WORK INSTRUCTIONS:
This exercise calls for the line with "Question. The picture above shows the green foliage.", the line with "Question. The picture above shows the window pane.", and all lines between them in the material below, output exactly and with no other lines.

INFORMATION:

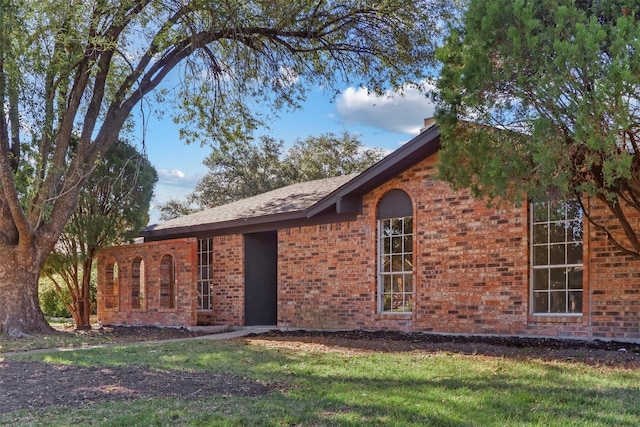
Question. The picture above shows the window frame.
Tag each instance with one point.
(387, 277)
(207, 268)
(570, 288)
(168, 281)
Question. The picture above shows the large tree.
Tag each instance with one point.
(113, 207)
(244, 169)
(542, 98)
(81, 67)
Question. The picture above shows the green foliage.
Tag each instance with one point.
(71, 74)
(113, 208)
(52, 302)
(564, 78)
(342, 386)
(243, 169)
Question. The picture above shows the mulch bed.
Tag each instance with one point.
(37, 385)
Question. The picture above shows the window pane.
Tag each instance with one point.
(557, 266)
(386, 283)
(396, 245)
(386, 264)
(558, 278)
(573, 209)
(557, 210)
(397, 284)
(575, 302)
(396, 226)
(387, 303)
(408, 225)
(540, 255)
(540, 211)
(541, 279)
(541, 302)
(408, 262)
(386, 227)
(575, 231)
(556, 255)
(575, 279)
(386, 245)
(408, 283)
(408, 302)
(540, 233)
(408, 243)
(557, 232)
(558, 301)
(396, 263)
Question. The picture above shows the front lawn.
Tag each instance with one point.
(328, 385)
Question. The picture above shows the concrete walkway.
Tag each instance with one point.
(217, 333)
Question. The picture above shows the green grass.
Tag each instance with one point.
(352, 389)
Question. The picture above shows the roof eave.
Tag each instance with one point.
(344, 198)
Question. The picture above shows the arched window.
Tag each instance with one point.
(111, 285)
(167, 282)
(395, 249)
(138, 284)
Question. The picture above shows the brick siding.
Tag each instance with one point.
(184, 253)
(471, 273)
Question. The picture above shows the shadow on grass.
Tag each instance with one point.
(372, 389)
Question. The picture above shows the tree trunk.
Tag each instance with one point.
(20, 314)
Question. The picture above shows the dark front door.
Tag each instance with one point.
(261, 278)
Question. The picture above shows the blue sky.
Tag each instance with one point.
(382, 122)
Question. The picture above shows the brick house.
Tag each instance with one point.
(391, 248)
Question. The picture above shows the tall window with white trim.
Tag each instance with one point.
(205, 273)
(556, 257)
(395, 249)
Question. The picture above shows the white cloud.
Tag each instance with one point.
(390, 112)
(177, 178)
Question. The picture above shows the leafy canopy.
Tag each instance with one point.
(244, 169)
(539, 97)
(113, 207)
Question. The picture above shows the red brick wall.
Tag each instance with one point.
(184, 253)
(471, 274)
(228, 280)
(614, 282)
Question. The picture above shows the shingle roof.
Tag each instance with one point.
(291, 200)
(325, 200)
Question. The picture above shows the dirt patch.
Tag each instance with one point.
(123, 334)
(602, 353)
(36, 385)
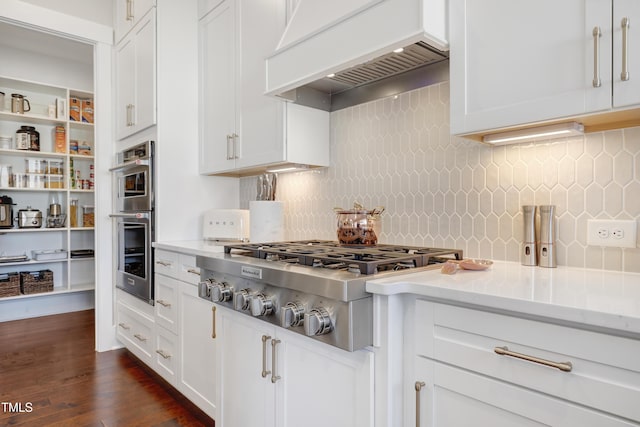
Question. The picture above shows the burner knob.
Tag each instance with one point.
(261, 305)
(241, 300)
(291, 315)
(204, 288)
(317, 322)
(221, 292)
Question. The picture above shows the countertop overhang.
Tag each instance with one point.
(600, 300)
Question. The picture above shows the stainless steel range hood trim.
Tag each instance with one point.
(420, 77)
(365, 36)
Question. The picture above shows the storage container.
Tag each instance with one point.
(54, 181)
(33, 282)
(88, 216)
(35, 165)
(35, 180)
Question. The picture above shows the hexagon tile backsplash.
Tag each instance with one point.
(444, 191)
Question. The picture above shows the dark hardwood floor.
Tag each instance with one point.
(50, 375)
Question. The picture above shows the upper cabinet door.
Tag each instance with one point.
(136, 78)
(522, 62)
(217, 82)
(129, 13)
(626, 52)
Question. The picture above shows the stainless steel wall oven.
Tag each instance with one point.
(135, 220)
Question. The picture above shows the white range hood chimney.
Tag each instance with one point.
(355, 40)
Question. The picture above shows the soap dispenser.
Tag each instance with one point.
(547, 236)
(529, 255)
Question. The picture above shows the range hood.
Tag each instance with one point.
(338, 53)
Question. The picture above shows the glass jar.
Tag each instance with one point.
(23, 138)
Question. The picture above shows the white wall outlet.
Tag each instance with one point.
(610, 232)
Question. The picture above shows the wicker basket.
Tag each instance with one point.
(34, 282)
(9, 284)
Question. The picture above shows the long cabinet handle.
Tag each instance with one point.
(213, 322)
(163, 354)
(624, 75)
(274, 362)
(597, 33)
(563, 366)
(140, 337)
(229, 147)
(265, 338)
(129, 10)
(418, 386)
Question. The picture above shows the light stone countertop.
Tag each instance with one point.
(596, 299)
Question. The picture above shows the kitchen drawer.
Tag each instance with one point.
(166, 353)
(605, 370)
(167, 263)
(136, 332)
(166, 307)
(189, 272)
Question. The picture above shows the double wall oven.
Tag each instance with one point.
(134, 216)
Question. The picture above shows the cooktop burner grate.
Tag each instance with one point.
(332, 255)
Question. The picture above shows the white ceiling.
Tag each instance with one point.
(45, 44)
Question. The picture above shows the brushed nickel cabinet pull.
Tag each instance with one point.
(418, 385)
(597, 33)
(140, 337)
(265, 338)
(624, 75)
(229, 147)
(163, 354)
(213, 322)
(274, 363)
(563, 366)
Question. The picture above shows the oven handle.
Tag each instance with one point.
(135, 215)
(130, 164)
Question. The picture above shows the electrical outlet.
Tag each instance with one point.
(609, 232)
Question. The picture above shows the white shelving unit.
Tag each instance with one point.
(70, 274)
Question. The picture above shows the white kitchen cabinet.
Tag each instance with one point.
(198, 349)
(241, 129)
(128, 14)
(288, 380)
(467, 383)
(136, 78)
(516, 63)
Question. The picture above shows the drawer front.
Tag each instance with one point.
(166, 307)
(605, 369)
(136, 332)
(189, 272)
(167, 263)
(166, 355)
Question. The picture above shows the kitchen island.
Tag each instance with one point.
(512, 345)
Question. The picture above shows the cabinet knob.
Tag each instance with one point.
(317, 322)
(292, 314)
(261, 305)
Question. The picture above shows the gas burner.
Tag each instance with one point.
(365, 260)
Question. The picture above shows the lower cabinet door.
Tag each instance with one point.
(198, 349)
(321, 385)
(166, 355)
(454, 397)
(247, 393)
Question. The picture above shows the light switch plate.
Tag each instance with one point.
(612, 232)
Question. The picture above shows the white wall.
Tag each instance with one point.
(100, 11)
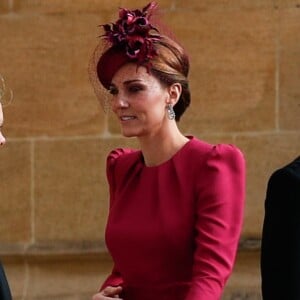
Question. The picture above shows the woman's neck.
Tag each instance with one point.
(161, 147)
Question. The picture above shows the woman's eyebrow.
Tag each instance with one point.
(131, 81)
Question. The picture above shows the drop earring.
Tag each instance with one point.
(170, 112)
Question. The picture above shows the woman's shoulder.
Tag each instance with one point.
(219, 151)
(122, 155)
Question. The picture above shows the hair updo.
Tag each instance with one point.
(169, 66)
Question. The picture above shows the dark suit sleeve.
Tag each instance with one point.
(4, 288)
(280, 249)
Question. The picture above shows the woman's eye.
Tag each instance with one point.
(113, 91)
(135, 89)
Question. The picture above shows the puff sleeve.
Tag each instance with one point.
(219, 215)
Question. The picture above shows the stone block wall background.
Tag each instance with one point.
(245, 81)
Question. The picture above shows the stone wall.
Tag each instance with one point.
(53, 201)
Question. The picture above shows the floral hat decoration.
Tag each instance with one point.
(130, 38)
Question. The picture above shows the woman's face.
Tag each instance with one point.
(2, 138)
(139, 101)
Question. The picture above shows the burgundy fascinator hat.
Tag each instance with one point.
(130, 39)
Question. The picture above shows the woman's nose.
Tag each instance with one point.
(120, 102)
(2, 139)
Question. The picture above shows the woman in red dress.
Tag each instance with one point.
(176, 204)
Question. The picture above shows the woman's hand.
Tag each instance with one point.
(110, 292)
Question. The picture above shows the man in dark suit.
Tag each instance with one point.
(4, 288)
(280, 248)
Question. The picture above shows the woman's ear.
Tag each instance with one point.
(174, 93)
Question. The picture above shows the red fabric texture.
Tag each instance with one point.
(173, 229)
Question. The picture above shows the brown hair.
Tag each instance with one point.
(169, 66)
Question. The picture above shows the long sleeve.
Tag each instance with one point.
(219, 215)
(115, 278)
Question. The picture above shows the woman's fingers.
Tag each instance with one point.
(108, 293)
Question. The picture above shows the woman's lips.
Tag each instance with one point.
(127, 118)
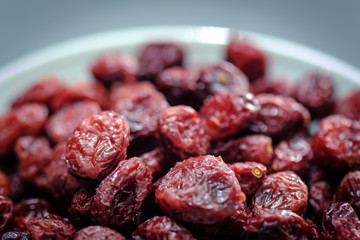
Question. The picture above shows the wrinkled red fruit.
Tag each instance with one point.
(227, 114)
(281, 191)
(349, 106)
(336, 143)
(50, 227)
(180, 86)
(253, 148)
(61, 183)
(26, 210)
(41, 92)
(98, 143)
(141, 105)
(279, 225)
(320, 197)
(247, 57)
(98, 233)
(80, 91)
(349, 190)
(119, 199)
(6, 212)
(15, 236)
(315, 91)
(34, 154)
(79, 210)
(161, 228)
(278, 86)
(340, 222)
(278, 115)
(110, 68)
(250, 175)
(200, 190)
(294, 154)
(62, 123)
(222, 77)
(155, 57)
(157, 163)
(4, 185)
(182, 132)
(31, 118)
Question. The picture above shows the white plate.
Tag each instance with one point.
(71, 59)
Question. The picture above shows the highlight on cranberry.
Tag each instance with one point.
(152, 147)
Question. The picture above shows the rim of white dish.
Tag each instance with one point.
(193, 34)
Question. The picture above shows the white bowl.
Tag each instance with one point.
(71, 59)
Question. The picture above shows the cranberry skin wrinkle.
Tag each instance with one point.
(6, 212)
(281, 191)
(98, 233)
(183, 133)
(161, 228)
(247, 57)
(50, 227)
(119, 199)
(227, 114)
(200, 190)
(98, 143)
(340, 222)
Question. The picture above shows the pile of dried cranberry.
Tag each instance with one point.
(152, 150)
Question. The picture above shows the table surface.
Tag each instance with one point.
(329, 26)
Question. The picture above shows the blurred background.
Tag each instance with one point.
(329, 26)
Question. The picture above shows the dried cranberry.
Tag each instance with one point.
(349, 106)
(31, 118)
(6, 212)
(80, 91)
(200, 190)
(245, 55)
(141, 106)
(79, 210)
(180, 86)
(278, 86)
(119, 199)
(98, 233)
(222, 77)
(4, 184)
(349, 190)
(320, 197)
(315, 91)
(336, 143)
(157, 163)
(26, 210)
(278, 115)
(15, 236)
(50, 227)
(249, 175)
(279, 225)
(161, 228)
(294, 154)
(155, 57)
(182, 132)
(34, 154)
(62, 123)
(227, 114)
(110, 68)
(340, 222)
(60, 182)
(253, 148)
(98, 143)
(281, 191)
(41, 92)
(9, 131)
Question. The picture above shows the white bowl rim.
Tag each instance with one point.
(85, 43)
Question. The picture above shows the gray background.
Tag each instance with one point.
(330, 26)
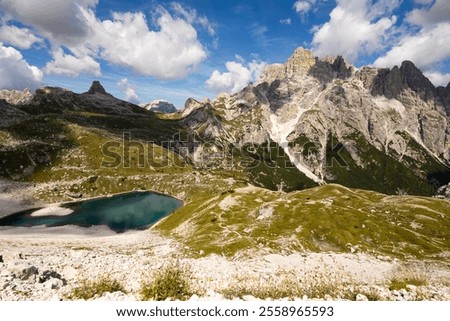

SOLUTION FOR THIS PROBLEM:
Question. The picture above shows the green foliage.
Tag each instance with one point.
(71, 74)
(113, 208)
(52, 302)
(564, 78)
(342, 386)
(243, 169)
Question. The picture above shows the mulch bed.
Tag each instance with one point.
(37, 385)
Question. The picture above shows the window pane.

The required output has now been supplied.